Please copy the rows starting at the line that contains "943L652 1067H860L849 910L604" and ending at the line that contains "positive clicks: (847, 908)", both included.

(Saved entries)
┏━━

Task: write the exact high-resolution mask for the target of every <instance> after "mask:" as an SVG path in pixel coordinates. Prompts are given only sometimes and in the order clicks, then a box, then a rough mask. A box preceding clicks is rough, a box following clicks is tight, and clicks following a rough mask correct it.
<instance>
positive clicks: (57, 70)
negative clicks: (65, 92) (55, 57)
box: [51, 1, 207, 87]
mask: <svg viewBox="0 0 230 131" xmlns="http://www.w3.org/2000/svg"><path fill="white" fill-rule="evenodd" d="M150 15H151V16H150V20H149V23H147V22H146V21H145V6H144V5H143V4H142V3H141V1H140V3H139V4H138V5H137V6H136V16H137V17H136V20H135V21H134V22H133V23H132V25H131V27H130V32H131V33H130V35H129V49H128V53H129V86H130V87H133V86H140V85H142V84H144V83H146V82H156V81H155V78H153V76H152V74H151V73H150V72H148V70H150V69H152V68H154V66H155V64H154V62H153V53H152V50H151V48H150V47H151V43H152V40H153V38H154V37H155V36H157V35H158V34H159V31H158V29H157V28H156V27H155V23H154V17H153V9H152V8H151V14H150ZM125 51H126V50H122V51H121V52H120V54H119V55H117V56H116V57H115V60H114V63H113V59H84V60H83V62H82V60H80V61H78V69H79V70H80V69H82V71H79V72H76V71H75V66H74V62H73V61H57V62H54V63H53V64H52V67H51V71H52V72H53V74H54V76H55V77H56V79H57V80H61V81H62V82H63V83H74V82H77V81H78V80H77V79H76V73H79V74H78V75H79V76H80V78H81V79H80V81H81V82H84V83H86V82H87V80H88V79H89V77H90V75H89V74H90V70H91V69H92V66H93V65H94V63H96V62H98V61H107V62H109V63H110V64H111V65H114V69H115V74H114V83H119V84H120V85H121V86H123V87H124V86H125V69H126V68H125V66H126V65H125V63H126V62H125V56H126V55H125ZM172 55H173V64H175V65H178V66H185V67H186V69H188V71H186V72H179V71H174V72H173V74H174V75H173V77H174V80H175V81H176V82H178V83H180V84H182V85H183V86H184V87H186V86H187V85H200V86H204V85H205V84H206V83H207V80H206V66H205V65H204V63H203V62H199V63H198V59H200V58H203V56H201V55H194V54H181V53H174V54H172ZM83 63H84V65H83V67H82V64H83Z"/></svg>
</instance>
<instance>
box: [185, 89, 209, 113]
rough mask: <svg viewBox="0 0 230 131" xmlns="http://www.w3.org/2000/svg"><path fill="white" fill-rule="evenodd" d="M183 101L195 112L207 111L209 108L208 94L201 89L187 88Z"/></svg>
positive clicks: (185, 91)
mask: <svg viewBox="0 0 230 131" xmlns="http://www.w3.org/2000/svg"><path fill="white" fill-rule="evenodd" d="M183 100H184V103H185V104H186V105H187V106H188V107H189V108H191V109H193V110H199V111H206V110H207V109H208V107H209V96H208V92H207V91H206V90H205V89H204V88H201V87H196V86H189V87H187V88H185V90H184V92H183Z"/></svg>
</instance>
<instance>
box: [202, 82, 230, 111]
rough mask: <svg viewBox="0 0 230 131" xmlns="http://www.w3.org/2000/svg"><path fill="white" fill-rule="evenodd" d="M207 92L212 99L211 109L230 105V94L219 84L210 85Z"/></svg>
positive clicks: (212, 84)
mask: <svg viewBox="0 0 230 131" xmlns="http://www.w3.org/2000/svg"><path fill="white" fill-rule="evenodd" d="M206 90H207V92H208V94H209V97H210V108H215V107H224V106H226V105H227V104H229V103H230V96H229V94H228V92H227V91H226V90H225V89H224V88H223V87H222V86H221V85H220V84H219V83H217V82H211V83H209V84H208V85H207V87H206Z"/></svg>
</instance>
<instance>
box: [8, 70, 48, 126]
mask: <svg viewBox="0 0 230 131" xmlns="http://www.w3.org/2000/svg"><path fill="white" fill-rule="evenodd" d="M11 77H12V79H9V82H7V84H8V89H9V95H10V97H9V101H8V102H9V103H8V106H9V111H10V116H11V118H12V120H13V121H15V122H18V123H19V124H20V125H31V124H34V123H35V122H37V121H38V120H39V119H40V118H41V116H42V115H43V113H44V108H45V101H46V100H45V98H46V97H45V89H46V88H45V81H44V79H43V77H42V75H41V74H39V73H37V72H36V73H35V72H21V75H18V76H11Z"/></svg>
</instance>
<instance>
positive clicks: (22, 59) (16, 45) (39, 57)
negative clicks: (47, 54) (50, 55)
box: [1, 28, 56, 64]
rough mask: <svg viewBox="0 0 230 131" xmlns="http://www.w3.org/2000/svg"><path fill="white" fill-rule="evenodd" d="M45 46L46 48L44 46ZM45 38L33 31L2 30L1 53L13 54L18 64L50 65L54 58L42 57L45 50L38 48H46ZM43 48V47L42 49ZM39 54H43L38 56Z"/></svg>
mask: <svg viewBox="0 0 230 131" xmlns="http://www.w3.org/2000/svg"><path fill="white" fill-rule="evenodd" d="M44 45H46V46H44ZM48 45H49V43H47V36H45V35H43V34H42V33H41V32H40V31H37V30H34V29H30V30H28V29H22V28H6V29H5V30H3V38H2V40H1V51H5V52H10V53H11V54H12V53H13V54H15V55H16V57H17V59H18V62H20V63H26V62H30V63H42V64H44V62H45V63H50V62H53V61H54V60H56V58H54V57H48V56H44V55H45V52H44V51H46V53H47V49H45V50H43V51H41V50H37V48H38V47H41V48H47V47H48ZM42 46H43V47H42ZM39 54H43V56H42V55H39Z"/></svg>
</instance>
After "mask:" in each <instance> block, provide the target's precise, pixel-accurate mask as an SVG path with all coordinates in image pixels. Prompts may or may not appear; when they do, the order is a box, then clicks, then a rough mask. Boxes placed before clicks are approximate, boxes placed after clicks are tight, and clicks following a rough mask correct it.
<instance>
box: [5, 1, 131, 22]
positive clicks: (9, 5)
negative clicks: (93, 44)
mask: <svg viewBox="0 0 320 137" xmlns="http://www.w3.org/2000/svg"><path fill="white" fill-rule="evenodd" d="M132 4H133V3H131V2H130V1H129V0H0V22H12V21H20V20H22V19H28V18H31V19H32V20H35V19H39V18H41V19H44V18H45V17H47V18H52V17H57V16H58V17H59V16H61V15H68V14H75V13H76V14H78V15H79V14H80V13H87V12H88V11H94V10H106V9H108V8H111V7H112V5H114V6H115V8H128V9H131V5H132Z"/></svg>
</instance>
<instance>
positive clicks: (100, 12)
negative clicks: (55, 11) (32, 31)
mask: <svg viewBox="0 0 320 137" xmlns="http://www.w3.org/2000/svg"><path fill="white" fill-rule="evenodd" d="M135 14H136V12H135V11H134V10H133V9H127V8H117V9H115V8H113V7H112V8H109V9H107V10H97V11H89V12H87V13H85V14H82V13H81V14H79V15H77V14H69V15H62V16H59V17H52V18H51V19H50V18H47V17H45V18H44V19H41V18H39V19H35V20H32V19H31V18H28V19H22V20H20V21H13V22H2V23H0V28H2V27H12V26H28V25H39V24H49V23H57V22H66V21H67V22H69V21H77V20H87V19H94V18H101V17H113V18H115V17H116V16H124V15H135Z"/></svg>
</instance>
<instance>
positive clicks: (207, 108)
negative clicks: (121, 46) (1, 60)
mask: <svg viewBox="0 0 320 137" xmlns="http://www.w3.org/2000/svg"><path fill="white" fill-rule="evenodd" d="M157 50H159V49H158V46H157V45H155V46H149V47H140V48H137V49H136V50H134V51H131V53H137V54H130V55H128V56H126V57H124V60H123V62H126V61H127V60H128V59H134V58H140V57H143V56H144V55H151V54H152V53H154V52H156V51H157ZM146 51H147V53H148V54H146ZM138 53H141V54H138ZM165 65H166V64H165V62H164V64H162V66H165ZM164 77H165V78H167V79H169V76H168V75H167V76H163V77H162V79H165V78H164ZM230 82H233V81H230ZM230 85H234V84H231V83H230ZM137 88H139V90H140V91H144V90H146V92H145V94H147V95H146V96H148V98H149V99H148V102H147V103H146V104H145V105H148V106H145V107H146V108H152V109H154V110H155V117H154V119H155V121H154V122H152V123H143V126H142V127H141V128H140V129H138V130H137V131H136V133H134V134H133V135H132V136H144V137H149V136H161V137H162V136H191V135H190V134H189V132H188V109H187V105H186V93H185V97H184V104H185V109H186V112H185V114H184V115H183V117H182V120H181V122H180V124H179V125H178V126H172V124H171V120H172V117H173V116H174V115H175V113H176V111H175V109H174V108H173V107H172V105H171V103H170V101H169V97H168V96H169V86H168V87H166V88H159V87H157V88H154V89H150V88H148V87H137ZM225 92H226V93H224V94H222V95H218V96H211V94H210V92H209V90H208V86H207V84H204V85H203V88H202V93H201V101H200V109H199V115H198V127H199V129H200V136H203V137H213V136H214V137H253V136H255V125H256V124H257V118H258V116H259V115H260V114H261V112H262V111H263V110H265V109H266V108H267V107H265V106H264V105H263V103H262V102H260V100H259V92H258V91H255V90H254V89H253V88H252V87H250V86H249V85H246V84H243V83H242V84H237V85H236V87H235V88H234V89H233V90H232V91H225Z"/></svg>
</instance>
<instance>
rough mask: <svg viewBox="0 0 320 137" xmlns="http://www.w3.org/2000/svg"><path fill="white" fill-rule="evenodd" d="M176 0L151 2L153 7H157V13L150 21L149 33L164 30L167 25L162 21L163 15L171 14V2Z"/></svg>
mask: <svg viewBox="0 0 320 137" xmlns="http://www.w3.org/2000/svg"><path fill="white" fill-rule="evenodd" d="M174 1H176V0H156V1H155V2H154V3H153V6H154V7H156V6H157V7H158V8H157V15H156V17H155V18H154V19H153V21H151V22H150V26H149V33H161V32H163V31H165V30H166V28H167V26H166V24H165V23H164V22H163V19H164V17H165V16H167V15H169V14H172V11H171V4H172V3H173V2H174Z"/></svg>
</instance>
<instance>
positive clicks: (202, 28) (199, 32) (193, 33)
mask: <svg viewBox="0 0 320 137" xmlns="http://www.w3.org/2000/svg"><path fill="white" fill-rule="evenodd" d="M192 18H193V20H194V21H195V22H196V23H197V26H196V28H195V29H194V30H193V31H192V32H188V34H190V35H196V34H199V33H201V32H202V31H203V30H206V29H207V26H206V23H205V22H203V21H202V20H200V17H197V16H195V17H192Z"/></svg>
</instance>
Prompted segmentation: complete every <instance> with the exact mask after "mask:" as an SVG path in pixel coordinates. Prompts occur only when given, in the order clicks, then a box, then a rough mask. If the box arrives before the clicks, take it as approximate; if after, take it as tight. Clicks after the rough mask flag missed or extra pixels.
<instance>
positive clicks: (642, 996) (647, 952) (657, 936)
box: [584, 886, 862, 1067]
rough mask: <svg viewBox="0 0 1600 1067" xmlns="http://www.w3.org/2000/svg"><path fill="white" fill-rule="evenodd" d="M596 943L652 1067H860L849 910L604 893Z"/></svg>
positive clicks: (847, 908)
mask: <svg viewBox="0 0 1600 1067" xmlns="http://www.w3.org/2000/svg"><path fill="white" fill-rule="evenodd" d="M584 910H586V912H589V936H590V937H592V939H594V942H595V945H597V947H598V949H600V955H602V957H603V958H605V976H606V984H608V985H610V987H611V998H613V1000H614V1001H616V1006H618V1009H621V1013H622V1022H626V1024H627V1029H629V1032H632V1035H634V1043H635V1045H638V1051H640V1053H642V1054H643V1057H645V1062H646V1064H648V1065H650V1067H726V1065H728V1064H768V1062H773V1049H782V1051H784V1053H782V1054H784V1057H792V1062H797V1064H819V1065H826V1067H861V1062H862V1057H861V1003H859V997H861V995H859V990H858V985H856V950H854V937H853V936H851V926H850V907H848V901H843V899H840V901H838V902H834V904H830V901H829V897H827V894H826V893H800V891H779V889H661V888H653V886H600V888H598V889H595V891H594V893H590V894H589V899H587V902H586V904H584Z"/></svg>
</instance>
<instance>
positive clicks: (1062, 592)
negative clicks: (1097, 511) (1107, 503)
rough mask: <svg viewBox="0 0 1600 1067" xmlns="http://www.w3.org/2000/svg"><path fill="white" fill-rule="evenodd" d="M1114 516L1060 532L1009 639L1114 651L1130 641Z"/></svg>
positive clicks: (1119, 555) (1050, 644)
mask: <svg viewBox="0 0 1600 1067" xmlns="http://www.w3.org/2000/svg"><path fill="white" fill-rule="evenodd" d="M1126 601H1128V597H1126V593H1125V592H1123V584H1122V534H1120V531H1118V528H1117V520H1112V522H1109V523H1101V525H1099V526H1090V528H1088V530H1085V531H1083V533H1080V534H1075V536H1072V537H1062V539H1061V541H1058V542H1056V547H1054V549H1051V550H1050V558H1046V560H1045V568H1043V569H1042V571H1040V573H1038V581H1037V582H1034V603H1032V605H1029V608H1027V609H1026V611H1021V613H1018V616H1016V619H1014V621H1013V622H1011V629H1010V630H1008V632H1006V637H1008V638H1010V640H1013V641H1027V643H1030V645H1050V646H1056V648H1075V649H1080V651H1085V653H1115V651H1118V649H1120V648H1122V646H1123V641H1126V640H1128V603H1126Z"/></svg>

┗━━

THE COMPLETED TASK
rough mask: <svg viewBox="0 0 1600 1067" xmlns="http://www.w3.org/2000/svg"><path fill="white" fill-rule="evenodd" d="M596 943L652 1067H860L849 910L604 893Z"/></svg>
positive clicks: (847, 908)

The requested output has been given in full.